» **Okuma Metni**
################

Hüseyin Kalkan
Kayyumlar atanır atanmaz yaptıkları ilk iş, belediye binalarında bulunan kentlerin Kürtçe isimlerini kaldırmak oldu. Yollarda, hizmet binalarındaki Kürtçe isimler hemen silindi. Örneğin Diyarbakır Belediyesi’nin girişinde bulunan şehrin Kürtçe ismi silindi. Kayyum asırlardan bu yana süzülüp gelen Amed isminden rahatsız olmuştu. Adeta törenle Amed ismini kaldırttı. Belediyenin internet sitesinden tabelanın yenileneceği açıklandı. Ancak sökülen Kürtçe tabelada “Şaraderiya Bajare Mezin Amed” (Amed Büyükşehir Belediyesi) yazılıyken, belediye yeni tabelada “Amed”e yer vermedi. Belediye yeni tabelada “Şaraderiya Bajare Mezin” yazılı olacağını açıkladı. Belediyenin internet sitesindeki Amed ifadeleri de silindi. Aynı oyun kayyum atanan 95 belediyede tekrarlandı. Kayyumlar Kürtçe’ye düşmanlıklarını belli etmek için adeta acele ediyorlardı.
Kapatılan okulların bazıları
Sıra Kürtçe öğreten kurumlara gelmişti. Kürtçe dil kursları ve Kürtçe okulların bir kısmı KHK’lere dayanarak kayyumlar tarafında kapatıldı. Tabelaları indirildi. Belediyelerin kurduğu çok dilli kreşler de kayyumların hışmına uğradı. Onlar da kapatıldı. Kütçe dil kurslarına veya okullara izin veren yasal düzenleme 2002 yılında yapıldı. Kamuoyunun baskısının artması üzerine DSP, MHP ve ANAP’tan oluşan dönemin hükümeti Kürtçe dil kursu açılmasına izin veren bir düzenlemeyi Meclis’ten geçirdi. Buna rağmen ilk kurslara pencere boyutu, kapı aralığı gibi bahaneler çıkarılarak açılması engellenmeye çalışıldı. İlk dil okulu 2004 yılında Batman’da açıldı. Takip eden yıllarda İstanbul’dan Van’a kadar onlarca kurs merkezi, sayısız dil okulu açıldı. 2006’da merkezi Diyarbakır’da olmak üzere farklı illerdeki 37 şubesiyle Kürt Kültürünü Araştırma ve Geliştirme Derneği (KURDİ-DER) açıldı. Kültürel etkinlikler kapsamında Kürtçe’nin farklı lehçelerinde (Kırmançki, Kurmanci, Sorani) atölye çalışmaları şeklinde dil öğretimi çalışmalarına başlandı. Günümüze kadar 10 binden fazla kişinin bu atölyelerden (Kırmançki, Kurmanci, Sorani), lehçelerinden yararlandığı ve bu eğitim sonunda sertifika sahibi olduğu ilgili kurumların beyanlarında görülmektedir. KURDİ-DER, 677 KHK ile kapatıldı.

################

» **Verilen Bilgiler**

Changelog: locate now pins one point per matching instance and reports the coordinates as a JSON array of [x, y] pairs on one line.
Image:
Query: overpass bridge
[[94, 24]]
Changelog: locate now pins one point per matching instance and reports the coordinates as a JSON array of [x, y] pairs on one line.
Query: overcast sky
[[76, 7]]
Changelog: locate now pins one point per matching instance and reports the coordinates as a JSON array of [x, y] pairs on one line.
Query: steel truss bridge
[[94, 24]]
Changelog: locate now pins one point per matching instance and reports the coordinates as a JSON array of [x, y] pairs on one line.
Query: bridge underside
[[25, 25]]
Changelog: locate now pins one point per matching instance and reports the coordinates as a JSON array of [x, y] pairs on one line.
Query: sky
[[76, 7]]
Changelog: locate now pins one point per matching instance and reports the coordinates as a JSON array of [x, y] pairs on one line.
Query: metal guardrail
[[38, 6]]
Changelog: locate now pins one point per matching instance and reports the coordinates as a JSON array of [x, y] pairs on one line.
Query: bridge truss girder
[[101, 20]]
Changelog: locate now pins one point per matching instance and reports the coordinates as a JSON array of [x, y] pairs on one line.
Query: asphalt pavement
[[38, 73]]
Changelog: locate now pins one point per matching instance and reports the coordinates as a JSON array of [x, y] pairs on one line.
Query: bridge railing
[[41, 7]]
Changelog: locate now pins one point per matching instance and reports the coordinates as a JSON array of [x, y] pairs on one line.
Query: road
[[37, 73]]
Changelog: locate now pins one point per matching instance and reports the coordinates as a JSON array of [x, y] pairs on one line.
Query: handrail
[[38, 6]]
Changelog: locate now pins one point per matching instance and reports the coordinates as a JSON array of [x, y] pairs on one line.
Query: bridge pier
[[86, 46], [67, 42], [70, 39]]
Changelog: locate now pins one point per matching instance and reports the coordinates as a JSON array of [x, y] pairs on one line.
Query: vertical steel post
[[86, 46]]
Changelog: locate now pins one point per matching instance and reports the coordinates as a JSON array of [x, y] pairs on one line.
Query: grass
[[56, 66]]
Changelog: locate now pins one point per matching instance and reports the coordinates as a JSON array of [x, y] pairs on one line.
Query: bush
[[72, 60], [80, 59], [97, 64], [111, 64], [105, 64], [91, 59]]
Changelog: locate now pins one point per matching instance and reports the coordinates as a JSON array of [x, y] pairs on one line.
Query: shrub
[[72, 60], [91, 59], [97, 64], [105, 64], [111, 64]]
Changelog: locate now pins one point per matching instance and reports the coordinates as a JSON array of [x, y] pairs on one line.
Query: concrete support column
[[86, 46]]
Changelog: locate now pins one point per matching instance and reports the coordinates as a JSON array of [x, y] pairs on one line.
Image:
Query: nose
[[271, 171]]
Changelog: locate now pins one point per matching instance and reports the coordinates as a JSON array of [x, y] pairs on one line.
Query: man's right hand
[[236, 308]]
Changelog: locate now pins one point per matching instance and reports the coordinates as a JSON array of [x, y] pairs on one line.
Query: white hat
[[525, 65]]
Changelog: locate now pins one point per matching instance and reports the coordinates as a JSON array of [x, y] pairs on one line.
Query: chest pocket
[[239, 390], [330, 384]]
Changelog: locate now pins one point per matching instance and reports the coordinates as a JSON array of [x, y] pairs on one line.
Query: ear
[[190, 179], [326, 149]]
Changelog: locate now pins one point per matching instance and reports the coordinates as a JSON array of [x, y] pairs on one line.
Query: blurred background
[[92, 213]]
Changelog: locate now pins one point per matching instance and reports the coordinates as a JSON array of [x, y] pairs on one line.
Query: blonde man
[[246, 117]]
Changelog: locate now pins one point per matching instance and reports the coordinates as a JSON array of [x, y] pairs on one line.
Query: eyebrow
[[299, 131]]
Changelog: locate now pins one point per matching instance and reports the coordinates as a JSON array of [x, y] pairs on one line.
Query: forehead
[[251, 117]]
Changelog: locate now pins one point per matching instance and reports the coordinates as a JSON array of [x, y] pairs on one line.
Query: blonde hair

################

» **Görev 1**
Okuma metninde "Hüseyin Kalkan" sözleriyle başlayıp "adeta acele ediyorlardı." sözlerine kadar süren bölümü aynen çıkarın.
» **Görev 2**
Okuma metnine göre ilk Kürtçe dil okulu hangi yıl ve hangi şehirde açıldı?

» **Doğru Cevap 1**
Hüseyin Kalkan
Kayyumlar atanır atanmaz yaptıkları ilk iş, belediye binalarında bulunan kentlerin Kürtçe isimlerini kaldırmak oldu. Yollarda, hizmet binalarındaki Kürtçe isimler hemen silindi. Örneğin Diyarbakır Belediyesi’nin girişinde bulunan şehrin Kürtçe ismi silindi. Kayyum asırlardan bu yana süzülüp gelen Amed isminden rahatsız olmuştu. Adeta törenle Amed ismini kaldırttı. Belediyenin internet sitesinden tabelanın yenileneceği açıklandı. Ancak sökülen Kürtçe tabelada “Şaraderiya Bajare Mezin Amed” (Amed Büyükşehir Belediyesi) yazılıyken, belediye yeni tabelada “Amed”e yer vermedi. Belediye yeni tabelada “Şaraderiya Bajare Mezin” yazılı olacağını açıkladı. Belediyenin internet sitesindeki Amed ifadeleri de silindi. Aynı oyun kayyum atanan 95 belediyede tekrarlandı. Kayyumlar Kürtçe’ye düşmanlıklarını belli etmek için adeta acele ediyorlardı.

» **Doğru Cevap 2**
2004 yılında Batman'da açıldı.